### The task
Give only the number of lines in the records that include the string "rock".

### Input records
:::::

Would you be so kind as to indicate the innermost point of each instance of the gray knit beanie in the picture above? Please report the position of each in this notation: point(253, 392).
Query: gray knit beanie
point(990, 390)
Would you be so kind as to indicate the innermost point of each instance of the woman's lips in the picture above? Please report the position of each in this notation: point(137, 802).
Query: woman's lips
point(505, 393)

:::::

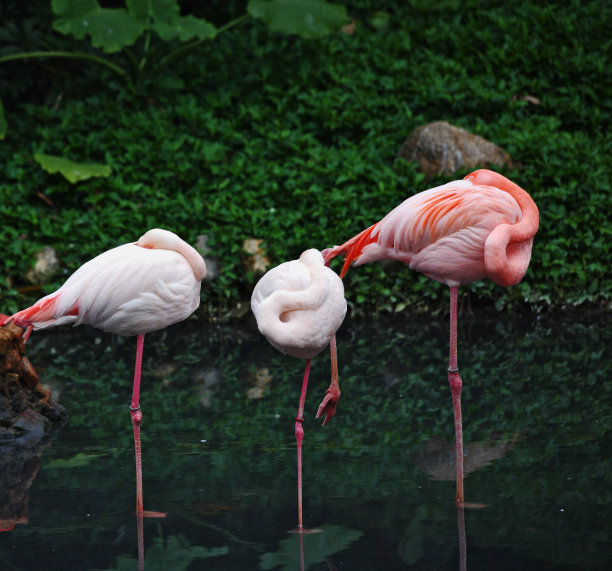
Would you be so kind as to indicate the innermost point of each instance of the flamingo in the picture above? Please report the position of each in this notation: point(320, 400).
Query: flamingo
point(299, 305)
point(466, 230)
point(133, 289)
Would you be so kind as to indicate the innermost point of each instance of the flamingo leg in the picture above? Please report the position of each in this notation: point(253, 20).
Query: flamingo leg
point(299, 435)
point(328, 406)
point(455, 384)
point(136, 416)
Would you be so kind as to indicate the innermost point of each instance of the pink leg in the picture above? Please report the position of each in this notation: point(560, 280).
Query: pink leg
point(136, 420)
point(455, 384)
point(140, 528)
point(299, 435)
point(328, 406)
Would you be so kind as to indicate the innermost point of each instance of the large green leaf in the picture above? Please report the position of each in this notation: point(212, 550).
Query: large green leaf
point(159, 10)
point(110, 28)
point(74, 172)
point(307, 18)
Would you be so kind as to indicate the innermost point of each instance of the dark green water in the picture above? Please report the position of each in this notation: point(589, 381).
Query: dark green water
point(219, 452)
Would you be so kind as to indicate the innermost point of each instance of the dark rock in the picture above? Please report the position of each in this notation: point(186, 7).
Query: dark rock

:::::

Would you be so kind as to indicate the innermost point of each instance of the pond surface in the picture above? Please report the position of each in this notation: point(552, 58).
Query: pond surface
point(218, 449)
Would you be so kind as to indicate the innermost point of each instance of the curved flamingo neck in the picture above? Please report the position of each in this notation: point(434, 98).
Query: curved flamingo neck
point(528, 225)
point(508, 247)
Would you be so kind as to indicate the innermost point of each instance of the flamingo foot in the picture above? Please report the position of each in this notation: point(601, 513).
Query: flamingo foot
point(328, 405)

:::::

### Answer to the exercise
2